(Records to process)

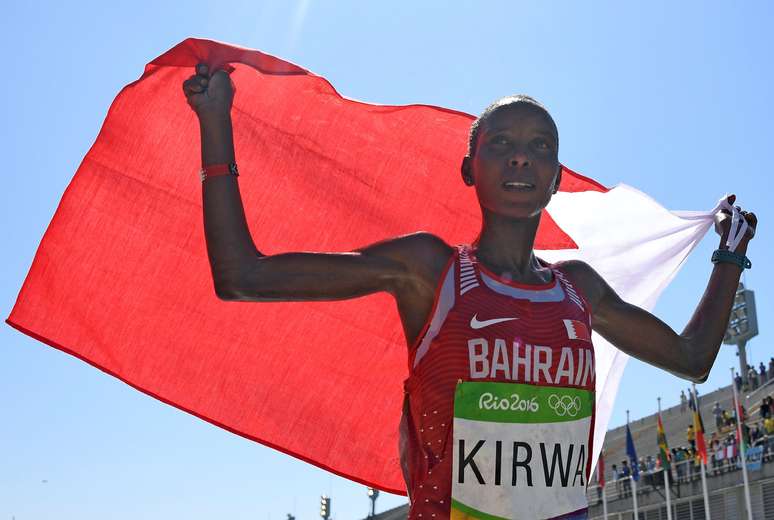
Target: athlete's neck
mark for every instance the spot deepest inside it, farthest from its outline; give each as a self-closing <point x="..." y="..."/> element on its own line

(End Records to process)
(Records to process)

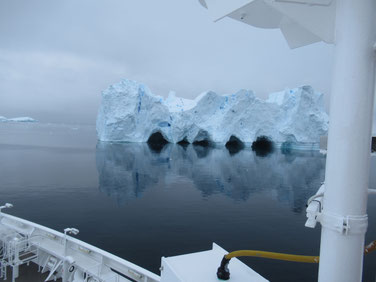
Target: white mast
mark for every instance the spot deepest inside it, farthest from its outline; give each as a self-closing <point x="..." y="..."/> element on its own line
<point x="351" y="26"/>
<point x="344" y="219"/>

(End Records to process)
(Records to process)

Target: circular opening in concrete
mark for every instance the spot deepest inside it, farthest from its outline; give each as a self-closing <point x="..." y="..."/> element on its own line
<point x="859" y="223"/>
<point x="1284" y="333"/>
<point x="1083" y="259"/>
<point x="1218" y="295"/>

(End Records to process)

* Exercise details
If a line in the listing has "Target" in it, report that line.

* Answer section
Target: athlete's neck
Target: white mast
Target: circular opening in concrete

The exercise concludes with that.